> _Source records_:
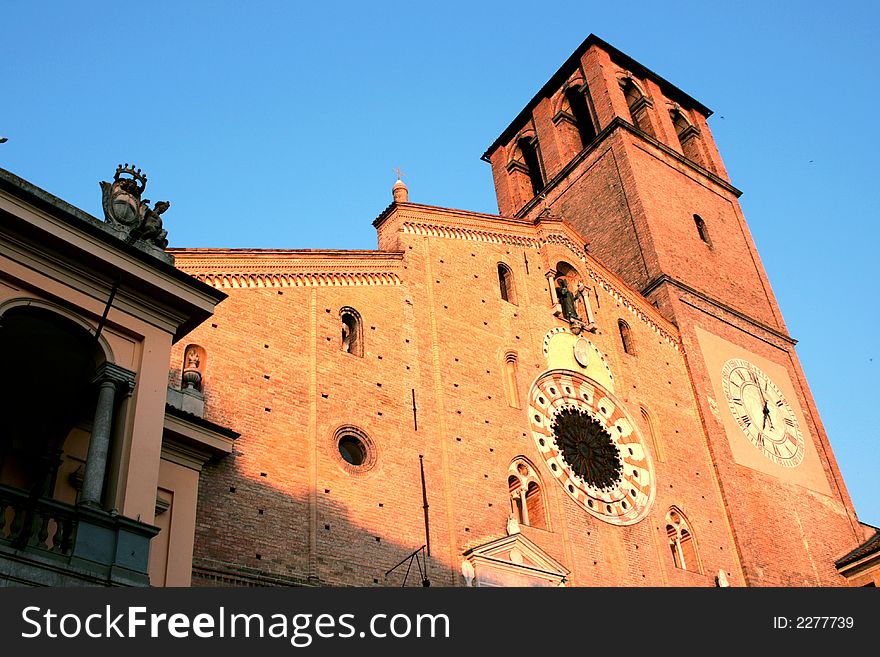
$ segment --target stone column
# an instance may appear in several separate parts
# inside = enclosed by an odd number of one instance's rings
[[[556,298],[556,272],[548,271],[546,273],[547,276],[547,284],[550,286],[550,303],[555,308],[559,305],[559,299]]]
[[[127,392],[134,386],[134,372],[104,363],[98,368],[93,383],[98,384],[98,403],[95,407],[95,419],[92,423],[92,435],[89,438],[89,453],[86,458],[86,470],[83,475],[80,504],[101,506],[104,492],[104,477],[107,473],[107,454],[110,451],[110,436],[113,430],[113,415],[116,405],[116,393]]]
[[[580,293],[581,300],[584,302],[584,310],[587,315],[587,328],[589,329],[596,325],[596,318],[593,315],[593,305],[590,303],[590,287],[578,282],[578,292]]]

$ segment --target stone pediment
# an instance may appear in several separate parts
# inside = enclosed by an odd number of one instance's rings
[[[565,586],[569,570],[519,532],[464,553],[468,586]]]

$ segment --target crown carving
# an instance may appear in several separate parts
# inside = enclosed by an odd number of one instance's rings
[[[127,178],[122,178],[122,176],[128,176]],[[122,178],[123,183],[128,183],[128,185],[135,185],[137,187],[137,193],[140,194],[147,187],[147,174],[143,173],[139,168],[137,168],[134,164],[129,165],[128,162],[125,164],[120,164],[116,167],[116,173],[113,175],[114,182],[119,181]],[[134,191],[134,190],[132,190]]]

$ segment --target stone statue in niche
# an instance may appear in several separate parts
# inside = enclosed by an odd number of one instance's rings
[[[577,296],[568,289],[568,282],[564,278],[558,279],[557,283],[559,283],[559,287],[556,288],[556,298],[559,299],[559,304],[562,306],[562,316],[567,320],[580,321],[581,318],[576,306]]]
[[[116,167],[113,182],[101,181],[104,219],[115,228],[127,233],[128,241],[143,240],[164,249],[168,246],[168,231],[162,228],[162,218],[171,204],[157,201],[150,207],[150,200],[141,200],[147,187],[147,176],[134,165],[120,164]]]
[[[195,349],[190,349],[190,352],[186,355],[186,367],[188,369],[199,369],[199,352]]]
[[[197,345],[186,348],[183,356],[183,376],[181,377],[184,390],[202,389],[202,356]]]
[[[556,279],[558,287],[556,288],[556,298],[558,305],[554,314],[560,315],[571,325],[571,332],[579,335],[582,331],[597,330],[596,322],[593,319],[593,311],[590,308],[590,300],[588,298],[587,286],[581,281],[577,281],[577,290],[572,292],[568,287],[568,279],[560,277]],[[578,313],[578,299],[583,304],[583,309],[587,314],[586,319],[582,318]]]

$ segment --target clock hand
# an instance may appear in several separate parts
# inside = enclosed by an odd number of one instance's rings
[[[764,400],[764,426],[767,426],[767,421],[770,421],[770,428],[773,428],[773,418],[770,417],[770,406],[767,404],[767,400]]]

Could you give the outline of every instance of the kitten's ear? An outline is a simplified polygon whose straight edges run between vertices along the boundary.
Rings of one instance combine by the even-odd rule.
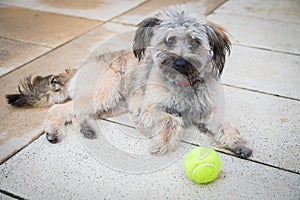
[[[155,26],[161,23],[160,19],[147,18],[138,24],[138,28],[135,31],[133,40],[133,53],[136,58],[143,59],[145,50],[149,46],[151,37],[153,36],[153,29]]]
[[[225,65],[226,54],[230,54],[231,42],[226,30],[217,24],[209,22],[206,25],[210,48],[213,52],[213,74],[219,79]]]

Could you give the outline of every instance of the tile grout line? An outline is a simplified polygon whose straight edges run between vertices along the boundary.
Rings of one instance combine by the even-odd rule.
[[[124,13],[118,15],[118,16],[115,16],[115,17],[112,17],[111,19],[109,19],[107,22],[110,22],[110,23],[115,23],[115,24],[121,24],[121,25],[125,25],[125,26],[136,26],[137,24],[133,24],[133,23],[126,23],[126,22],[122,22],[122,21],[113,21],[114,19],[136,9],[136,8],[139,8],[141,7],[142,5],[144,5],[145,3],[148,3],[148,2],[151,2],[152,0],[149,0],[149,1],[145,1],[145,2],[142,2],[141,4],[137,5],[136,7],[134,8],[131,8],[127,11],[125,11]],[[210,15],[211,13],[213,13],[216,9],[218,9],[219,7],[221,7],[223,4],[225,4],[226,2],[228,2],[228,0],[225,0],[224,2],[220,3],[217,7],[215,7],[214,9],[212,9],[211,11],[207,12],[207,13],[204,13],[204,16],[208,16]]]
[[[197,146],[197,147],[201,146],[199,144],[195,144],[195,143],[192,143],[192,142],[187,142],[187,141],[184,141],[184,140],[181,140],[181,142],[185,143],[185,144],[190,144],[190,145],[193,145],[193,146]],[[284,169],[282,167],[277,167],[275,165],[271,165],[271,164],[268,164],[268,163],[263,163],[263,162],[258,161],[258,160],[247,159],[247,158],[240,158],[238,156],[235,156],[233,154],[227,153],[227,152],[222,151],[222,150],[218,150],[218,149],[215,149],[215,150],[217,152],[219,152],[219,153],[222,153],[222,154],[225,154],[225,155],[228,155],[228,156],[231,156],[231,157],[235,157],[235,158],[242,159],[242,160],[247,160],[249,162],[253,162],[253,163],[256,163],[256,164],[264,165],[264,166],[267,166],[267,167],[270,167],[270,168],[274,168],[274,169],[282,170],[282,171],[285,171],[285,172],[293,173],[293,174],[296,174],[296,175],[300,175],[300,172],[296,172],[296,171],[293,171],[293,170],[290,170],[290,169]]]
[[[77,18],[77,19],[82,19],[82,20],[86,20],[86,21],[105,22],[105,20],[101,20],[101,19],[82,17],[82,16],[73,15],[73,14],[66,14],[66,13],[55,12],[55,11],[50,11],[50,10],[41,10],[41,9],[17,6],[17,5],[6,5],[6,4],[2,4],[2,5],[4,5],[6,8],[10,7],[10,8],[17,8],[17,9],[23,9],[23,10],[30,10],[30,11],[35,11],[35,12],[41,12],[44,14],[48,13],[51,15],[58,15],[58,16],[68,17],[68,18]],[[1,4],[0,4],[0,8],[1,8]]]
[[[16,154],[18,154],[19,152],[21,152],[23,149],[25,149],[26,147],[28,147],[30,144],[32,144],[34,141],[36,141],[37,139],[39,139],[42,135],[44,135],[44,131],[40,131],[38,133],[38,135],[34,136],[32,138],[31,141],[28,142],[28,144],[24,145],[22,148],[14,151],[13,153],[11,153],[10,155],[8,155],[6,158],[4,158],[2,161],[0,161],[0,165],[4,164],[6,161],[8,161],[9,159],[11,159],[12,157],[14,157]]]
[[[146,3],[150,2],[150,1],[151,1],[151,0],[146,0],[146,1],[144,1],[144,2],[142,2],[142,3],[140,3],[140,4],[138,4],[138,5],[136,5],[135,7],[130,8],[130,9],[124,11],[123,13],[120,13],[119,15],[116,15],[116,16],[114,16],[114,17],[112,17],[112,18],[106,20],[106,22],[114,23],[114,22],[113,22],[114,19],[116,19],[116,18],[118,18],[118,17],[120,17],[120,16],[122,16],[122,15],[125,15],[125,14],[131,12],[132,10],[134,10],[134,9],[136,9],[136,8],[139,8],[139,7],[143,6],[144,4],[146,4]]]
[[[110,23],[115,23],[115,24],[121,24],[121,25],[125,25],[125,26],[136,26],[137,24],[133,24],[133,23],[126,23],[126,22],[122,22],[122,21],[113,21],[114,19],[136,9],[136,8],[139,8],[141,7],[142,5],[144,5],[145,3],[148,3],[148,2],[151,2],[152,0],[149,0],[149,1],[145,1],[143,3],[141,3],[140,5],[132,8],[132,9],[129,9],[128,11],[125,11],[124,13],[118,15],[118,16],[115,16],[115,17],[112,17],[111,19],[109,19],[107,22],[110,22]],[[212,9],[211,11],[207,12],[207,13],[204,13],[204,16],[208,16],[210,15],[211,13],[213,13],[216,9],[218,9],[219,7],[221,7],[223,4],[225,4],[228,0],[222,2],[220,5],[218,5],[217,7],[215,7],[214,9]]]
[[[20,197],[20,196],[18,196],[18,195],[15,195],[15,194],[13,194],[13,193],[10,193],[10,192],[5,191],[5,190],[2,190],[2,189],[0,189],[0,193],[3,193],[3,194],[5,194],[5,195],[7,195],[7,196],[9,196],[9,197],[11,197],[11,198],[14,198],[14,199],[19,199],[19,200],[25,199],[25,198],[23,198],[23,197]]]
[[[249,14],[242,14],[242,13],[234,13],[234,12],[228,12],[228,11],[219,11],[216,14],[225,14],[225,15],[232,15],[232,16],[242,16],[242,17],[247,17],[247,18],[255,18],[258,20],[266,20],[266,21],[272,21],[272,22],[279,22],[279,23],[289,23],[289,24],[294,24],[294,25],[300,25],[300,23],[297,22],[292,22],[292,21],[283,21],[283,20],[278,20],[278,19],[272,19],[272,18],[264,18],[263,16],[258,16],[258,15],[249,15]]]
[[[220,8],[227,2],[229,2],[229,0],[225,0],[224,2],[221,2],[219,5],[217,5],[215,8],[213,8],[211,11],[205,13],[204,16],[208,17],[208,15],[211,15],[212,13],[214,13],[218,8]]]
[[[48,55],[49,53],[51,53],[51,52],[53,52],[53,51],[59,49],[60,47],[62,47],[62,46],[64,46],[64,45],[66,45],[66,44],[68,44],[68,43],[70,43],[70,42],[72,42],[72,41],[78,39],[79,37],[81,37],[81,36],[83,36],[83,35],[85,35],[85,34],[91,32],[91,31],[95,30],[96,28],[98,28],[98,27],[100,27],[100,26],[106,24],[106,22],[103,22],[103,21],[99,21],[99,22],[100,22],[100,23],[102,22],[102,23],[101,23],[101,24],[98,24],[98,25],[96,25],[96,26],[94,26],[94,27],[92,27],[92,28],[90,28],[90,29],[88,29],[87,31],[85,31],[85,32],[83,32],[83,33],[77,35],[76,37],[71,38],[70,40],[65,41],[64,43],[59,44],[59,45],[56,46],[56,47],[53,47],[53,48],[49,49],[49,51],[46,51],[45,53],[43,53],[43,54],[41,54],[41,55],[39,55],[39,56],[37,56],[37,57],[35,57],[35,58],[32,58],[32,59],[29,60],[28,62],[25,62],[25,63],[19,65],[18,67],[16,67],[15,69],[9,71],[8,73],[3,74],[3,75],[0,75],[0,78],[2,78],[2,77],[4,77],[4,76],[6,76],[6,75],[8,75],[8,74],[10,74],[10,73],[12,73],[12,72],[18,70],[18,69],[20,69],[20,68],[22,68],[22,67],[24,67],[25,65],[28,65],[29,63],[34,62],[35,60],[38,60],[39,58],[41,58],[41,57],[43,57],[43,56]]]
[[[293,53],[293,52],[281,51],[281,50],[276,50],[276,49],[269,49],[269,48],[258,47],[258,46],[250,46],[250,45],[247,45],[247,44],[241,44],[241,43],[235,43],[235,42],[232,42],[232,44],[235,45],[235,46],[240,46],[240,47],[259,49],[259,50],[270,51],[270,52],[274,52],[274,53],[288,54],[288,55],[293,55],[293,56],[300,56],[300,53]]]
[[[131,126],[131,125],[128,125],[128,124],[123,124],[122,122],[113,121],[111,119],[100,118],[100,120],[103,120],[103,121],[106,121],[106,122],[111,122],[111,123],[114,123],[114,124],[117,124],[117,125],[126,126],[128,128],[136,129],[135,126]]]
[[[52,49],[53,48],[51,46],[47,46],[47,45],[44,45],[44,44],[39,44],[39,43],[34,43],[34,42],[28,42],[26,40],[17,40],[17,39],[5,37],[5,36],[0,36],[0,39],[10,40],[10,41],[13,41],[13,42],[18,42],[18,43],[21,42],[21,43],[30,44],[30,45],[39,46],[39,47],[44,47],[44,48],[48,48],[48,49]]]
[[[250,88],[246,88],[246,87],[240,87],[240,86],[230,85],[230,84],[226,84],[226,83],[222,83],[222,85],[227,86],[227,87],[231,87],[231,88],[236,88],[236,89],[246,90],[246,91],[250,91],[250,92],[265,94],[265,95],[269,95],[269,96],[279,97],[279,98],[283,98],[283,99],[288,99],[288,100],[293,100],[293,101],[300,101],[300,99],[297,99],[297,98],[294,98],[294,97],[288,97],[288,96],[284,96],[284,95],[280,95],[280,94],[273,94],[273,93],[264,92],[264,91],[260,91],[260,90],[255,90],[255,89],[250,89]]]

> _The problem_: Lines wanted from the entries above: the one with "Could you give the outline of every instance of the kitten's", the one with "Could you give the outline of every instance of the tile", and all lines between. Please copy them exactly, without the pictures and without anything else.

> _Task output_:
Could you give the outline of every instance of the kitten's ear? An outline is a simplified polygon whose straight edges run between vertices along the boundary.
Rings of one instance combine by the even-odd rule.
[[[155,26],[161,23],[160,19],[147,18],[138,24],[138,28],[135,31],[133,40],[133,53],[136,58],[143,59],[145,50],[149,46],[151,37],[153,36],[153,29]]]
[[[225,65],[226,54],[230,54],[231,42],[226,30],[217,24],[209,22],[206,25],[210,48],[213,52],[213,74],[219,79]]]

Could you give the outline of every instance of the tile grout line? An outline is a simplified polygon whose straight edges run between vertices along the boundary.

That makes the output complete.